◆ TEXT ZUR ANALYSE ◆

Das ist alles wunderbar und verständlich. Das hatte seine lange Zeit. Doch ich glaube, wir sollten jetzt darüber hinaus gehen. Dadurch wird dieses Paradigma nicht überflüssig. Die Newtonsche Physik gilt ja auch weiterhin. Aber wir denken dann nicht mehr, dass alles nur mit diesen Mitteln erklärt und beschrieben werden muss. Die relativistische Physik umfasst die Newtonsche. So sollte auch ein neues Paradigma das bisherige umschließen.

Ist da schon alles mit der Funktionalen Programmierung gesagt? Hm… Nein, ich glaube, nicht. In der steckt ja schon im Namen die Funktion, also das, was wir überwinden sollten.

Aber wie können Kontrollfluss und Datenfluss entkoppelt werden? Mit Continuations bzw. Observern.

◆ AUFGABENSTELLUNG ◆
1. Fasse den Text zur Analyse in zwei Sätzen zusammen.
2. Führe den Text zur Analyse über das neue Paradigma im Anschluss an seinen letzten Satz fort.

◆ UNTERSUCHTE EINTRÄGE ◆
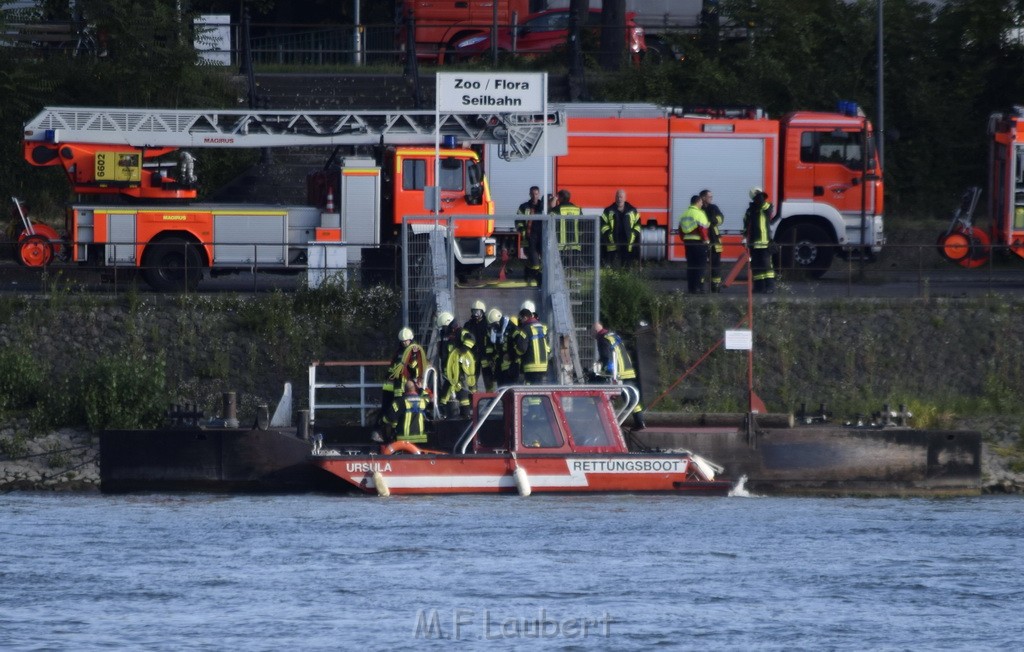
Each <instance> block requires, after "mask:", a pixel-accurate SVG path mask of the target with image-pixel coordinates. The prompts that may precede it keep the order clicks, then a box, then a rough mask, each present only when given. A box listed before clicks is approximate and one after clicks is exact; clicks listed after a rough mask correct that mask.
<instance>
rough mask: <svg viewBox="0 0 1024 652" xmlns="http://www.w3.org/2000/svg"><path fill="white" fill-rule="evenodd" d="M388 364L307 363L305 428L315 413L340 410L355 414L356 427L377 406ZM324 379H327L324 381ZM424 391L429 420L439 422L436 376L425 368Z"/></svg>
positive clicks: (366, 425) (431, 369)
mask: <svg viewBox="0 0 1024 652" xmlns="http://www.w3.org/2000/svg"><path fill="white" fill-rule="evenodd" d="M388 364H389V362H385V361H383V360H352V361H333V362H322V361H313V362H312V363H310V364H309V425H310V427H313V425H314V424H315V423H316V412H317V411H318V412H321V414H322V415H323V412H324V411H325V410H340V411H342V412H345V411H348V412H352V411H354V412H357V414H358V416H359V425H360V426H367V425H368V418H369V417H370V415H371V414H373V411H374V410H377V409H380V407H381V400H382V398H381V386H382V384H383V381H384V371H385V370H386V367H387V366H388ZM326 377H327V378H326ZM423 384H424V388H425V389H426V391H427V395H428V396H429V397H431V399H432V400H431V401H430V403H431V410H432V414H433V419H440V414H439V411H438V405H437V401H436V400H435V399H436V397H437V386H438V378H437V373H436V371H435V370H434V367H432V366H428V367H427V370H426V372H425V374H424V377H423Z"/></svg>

◆ ERGEBNISSE JE AUFGABE ◆
1. Im Text wird gefordert, über das bisherige Paradigma hinauszugehen, ohne es überflüssig zu machen: Ein neues Paradigma soll das alte umschließen, so wie die relativistische Physik die Newtonsche umfasst. Die Funktionale Programmierung gilt dafür als nicht ausreichend, weil in ihr schon dem Namen nach die Funktion steckt, die überwunden werden soll; Kontrollfluss und Datenfluss sollen stattdessen mit Continuations bzw. Observern entkoppelt werden.

2.
Aus einer Funktion

R f(P p) {
  …
  return r;
}

würde z.B. eine Prozedur wie

void f(P p, Action<R> continueWith) {
  …
  continueWith(r);
}

Diese Prozedur hat alle Freiheiten, Kontroll- und Datenfluss zu entkoppeln:

  • Sie kann ein Resultat via continueWith() liefern und dann die Kontrolle aufgeben – oder auch nicht.
  • Sie kann entscheiden, überhaupt ein Resultat zu liefern.
  • Sie kann sogar entscheiden, mehrfach ein Resultat zu liefern.
  • Und schließlich ist eine solche Prozedur auch nicht darauf festgelegt, nur über einen “Kanal” Daten zu liefern.

void f(P p, Action<R> onR, Action<T> onT) {
  …
  onR(r);
  …
  onT(t);
  …
}

Solange der Name der Continuation auf die Prozedur bezogen ist, erhält sie keine Information über den Kontext der Weiterverarbeitung ihres Output. Wie eine Funktion erfüllt sie damit das Principle of Mutual Oblivion (PoMO).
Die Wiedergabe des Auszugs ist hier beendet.